[Task brief]:
Add -35 to every number in the point coordinates, then reproduce everything from the row containing "Expected behaviour: for every instance of the rough" down to the last of the rows, requests included. Leave the requests and their format samples unchanged.

[Records for this exercise]:
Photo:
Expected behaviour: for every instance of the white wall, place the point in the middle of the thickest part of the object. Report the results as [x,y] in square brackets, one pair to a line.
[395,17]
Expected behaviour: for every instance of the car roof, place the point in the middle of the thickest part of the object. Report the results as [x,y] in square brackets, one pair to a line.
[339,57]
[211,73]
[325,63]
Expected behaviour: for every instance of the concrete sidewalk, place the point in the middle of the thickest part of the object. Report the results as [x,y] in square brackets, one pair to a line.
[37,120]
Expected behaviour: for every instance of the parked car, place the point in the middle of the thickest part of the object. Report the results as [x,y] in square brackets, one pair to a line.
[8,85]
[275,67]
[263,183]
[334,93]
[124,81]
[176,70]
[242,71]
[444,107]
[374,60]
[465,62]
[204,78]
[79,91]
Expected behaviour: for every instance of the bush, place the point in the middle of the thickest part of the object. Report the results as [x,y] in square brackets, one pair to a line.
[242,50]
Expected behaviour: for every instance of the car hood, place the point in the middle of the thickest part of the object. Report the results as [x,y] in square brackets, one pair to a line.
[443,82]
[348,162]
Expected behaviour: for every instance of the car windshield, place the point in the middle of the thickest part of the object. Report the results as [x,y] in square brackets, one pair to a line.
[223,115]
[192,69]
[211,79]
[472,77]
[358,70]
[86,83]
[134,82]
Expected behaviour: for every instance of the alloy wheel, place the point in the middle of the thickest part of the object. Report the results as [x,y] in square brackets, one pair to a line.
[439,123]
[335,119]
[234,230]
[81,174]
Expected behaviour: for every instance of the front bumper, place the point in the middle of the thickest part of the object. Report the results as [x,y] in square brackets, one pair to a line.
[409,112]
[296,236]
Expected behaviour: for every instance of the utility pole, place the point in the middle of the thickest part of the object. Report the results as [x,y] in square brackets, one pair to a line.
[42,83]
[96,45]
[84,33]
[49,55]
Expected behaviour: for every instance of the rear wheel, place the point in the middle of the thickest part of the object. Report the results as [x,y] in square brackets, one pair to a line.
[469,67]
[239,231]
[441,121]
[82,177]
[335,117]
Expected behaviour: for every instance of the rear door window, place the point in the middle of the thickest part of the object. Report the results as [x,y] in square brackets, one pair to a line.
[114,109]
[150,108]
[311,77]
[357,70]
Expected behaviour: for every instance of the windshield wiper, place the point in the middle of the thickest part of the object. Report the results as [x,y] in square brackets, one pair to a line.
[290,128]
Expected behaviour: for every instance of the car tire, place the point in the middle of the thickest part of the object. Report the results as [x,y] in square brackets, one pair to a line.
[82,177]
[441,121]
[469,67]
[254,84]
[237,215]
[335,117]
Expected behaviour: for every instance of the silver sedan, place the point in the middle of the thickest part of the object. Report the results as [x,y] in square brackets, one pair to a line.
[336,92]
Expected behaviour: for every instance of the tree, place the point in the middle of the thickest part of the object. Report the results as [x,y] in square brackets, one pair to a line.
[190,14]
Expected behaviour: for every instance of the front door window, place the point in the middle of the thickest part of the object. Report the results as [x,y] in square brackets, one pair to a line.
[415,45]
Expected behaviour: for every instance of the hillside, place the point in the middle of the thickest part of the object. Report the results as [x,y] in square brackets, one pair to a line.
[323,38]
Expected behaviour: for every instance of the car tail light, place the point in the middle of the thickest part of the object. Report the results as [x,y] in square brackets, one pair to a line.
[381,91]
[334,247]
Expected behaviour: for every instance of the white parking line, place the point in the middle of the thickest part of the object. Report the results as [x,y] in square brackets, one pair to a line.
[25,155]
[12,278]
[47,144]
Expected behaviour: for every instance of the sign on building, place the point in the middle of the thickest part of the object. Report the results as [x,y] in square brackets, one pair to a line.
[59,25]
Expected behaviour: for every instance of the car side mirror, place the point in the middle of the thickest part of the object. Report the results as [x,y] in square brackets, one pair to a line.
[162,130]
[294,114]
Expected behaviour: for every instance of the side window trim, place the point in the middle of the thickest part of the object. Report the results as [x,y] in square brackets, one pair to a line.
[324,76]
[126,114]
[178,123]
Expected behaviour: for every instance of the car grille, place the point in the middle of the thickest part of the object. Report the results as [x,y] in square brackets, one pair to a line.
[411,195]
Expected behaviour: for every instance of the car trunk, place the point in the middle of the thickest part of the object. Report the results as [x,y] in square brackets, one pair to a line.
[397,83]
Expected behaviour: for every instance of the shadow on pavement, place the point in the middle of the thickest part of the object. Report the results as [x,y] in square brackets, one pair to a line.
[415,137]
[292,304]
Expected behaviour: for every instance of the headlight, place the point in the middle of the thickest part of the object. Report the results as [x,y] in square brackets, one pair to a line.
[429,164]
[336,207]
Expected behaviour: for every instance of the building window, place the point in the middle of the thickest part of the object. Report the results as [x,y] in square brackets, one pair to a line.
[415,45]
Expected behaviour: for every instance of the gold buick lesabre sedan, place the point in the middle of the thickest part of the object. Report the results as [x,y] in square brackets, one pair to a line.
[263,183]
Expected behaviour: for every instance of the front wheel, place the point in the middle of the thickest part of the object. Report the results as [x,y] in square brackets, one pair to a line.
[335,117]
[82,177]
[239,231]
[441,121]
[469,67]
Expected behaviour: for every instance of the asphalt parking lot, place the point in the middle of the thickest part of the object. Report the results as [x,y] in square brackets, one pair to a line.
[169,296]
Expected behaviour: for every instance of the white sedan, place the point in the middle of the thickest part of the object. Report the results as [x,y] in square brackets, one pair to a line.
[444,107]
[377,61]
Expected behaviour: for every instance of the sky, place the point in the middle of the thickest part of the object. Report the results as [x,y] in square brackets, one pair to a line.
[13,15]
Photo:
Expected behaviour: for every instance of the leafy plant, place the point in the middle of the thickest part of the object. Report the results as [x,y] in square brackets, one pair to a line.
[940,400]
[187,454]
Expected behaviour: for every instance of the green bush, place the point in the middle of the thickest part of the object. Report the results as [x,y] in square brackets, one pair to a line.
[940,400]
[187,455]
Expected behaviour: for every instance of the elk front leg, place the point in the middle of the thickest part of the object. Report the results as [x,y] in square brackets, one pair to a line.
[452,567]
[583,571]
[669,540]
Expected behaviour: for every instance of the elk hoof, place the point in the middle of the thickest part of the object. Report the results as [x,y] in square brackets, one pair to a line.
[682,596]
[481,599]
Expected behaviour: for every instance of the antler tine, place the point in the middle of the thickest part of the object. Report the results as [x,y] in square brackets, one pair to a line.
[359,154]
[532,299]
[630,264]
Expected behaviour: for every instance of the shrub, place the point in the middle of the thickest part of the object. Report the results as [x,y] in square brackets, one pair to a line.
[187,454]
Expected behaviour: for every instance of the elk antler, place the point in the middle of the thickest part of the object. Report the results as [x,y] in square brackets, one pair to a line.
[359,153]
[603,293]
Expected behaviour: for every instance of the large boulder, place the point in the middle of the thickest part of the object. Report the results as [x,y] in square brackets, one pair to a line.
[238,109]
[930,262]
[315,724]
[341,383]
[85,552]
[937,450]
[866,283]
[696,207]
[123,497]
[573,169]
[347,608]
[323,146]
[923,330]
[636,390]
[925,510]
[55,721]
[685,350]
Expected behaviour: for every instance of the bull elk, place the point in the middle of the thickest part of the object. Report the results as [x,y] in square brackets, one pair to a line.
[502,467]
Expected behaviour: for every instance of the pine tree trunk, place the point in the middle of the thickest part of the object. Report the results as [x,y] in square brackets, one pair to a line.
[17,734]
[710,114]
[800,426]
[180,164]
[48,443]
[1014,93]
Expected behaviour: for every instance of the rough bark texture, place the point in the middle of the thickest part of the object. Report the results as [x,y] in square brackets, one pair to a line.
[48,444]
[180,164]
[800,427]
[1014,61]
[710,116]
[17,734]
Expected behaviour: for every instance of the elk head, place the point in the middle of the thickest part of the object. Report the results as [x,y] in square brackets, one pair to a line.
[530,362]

[Completed exercise]:
Expected behaviour: for every instance of the rough bark texture, place the point in the middle of the thickest part of the object. Report the results as [x,y] in square brackets, one pair to a line.
[13,409]
[145,129]
[765,392]
[979,26]
[675,81]
[-18,699]
Expected behaviour: for every instance of the elk head, place the point in the middle of the thickest part of the object. Report the results as [x,y] in square brackets, one pair to a line.
[495,327]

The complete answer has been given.